=== Your task ===
Please reproduce the abstract below on mental health guidelines for people with spina bifida, word for word and in full.

Spina bifida’s (SB) impact on cognitive, physical, and psychosocial functioning places individuals at risk for mental health concerns. This article discusses the SB Mental Health Guidelines from the 2018 Spina Bifida Association’s Fourth Edition of the Guidelines for the Care of People with Spina Bifida and reviews evidence-based directions with the intention of helping individuals with SB achieve optimal mental health throughout the lifespan. Guidelines address clinical questions pertaining to the psychosocial impact of SB on mental health and adaptation, domains of mental health that are affected in individuals with SB, areas of resilience, common maladaptive behaviors that may impact people with SB, and resources or practices that are helpful in mitigating mental health issues in this population. Gaps in the research and future directions are discussed.

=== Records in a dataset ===

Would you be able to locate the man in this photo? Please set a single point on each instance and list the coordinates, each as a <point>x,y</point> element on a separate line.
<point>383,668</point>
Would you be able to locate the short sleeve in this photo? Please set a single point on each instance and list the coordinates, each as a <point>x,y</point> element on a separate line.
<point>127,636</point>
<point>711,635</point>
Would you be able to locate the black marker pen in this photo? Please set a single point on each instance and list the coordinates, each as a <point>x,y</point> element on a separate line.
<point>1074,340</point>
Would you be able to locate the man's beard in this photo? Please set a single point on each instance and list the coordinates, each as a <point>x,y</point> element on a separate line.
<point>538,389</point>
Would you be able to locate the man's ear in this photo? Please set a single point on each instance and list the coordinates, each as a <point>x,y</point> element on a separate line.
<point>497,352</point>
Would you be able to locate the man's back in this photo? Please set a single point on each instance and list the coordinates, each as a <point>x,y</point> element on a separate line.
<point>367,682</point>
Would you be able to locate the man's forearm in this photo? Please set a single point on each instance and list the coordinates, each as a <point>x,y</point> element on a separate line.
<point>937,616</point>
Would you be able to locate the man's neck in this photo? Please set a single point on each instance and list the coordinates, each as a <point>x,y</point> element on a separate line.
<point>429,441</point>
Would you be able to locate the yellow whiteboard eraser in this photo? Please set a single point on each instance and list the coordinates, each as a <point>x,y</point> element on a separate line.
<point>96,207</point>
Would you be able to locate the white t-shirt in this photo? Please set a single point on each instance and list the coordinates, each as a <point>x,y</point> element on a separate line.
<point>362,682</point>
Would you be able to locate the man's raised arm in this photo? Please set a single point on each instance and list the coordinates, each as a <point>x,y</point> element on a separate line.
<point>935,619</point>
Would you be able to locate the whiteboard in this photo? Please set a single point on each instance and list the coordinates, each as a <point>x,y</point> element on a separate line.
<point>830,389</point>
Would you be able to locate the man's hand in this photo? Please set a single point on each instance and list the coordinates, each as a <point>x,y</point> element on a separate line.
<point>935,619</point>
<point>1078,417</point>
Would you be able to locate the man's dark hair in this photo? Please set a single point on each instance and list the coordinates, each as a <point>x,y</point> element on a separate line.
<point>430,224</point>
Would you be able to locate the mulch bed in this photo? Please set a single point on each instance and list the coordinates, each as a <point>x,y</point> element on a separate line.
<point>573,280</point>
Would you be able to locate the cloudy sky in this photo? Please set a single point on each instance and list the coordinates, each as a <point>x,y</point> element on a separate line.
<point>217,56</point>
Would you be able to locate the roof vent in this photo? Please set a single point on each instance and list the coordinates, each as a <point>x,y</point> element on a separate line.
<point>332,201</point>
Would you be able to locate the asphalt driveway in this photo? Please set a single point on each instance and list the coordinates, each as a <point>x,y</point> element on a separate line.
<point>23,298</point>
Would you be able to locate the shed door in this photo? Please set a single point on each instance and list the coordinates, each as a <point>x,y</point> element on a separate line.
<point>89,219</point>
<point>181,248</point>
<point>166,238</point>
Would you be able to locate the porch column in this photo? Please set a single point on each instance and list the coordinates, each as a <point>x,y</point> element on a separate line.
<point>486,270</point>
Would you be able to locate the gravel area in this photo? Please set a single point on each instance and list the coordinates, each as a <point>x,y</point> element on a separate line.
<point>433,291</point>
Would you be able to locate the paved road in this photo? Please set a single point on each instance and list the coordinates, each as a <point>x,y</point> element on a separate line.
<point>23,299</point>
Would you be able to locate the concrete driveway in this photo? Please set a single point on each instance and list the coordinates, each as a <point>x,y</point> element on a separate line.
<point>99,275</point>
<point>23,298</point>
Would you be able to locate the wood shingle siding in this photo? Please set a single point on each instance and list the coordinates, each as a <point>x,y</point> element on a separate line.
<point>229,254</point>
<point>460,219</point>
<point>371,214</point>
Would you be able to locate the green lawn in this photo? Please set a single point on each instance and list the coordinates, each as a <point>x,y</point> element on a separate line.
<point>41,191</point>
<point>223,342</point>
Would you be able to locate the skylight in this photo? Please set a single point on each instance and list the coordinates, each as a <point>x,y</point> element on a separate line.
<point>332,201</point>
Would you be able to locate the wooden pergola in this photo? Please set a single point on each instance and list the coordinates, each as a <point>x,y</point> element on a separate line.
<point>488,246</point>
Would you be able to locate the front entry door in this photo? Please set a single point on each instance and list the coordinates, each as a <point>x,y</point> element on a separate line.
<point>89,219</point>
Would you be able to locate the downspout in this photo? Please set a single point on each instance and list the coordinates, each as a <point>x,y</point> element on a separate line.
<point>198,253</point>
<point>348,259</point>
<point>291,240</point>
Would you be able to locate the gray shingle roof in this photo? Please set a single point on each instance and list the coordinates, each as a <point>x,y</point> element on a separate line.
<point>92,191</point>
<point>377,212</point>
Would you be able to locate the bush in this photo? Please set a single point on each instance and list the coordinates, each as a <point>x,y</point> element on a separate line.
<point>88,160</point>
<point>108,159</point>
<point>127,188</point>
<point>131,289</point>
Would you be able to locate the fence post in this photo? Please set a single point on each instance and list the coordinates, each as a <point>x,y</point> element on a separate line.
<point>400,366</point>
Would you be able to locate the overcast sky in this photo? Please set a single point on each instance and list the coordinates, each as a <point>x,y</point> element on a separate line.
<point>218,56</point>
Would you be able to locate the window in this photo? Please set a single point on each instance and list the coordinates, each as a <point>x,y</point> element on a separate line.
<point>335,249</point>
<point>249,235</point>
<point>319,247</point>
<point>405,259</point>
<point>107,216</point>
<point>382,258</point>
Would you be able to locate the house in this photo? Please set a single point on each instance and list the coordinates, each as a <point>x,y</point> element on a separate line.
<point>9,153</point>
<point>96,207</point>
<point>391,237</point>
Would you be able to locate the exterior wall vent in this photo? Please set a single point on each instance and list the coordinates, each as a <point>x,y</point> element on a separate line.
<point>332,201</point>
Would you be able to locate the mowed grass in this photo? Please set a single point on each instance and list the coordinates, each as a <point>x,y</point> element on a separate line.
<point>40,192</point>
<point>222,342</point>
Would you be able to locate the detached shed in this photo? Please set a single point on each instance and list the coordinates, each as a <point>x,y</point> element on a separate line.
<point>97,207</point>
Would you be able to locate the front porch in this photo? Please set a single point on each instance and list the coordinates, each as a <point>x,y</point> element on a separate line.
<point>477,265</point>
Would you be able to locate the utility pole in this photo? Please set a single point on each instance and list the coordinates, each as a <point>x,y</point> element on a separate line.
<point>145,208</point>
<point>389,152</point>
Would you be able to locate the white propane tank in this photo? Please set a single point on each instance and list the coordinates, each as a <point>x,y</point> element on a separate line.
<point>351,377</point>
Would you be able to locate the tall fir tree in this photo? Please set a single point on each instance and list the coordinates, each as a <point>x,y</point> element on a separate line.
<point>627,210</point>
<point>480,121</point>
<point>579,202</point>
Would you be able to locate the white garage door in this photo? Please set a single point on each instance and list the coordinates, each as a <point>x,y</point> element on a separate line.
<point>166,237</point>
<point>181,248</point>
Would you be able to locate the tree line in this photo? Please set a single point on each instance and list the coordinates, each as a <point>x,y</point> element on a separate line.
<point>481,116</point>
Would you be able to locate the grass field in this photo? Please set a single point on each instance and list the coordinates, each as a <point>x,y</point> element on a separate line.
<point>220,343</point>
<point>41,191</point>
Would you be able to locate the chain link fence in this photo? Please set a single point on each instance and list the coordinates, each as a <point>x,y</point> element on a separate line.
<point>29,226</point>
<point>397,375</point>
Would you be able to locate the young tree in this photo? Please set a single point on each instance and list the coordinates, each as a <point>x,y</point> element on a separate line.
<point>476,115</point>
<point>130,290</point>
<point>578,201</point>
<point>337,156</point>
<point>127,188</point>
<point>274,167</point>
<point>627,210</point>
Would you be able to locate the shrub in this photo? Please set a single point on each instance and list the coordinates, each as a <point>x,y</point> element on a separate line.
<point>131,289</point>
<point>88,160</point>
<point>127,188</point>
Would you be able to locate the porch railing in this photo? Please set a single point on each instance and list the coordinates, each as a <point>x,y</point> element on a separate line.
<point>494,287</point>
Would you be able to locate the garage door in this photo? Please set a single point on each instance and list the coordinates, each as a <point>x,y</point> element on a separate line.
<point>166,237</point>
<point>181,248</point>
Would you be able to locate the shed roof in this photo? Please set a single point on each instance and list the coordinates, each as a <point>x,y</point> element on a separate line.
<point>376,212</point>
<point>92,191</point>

=== Final answer ===
Spina bifida’s (SB) impact on cognitive, physical, and psychosocial functioning places individuals at risk for mental health concerns. This article discusses the SB Mental Health Guidelines from the 2018 Spina Bifida Association’s Fourth Edition of the Guidelines for the Care of People with Spina Bifida and reviews evidence-based directions with the intention of helping individuals with SB achieve optimal mental health throughout the lifespan. Guidelines address clinical questions pertaining to the psychosocial impact of SB on mental health and adaptation, domains of mental health that are affected in individuals with SB, areas of resilience, common maladaptive behaviors that may impact people with SB, and resources or practices that are helpful in mitigating mental health issues in this population. Gaps in the research and future directions are discussed.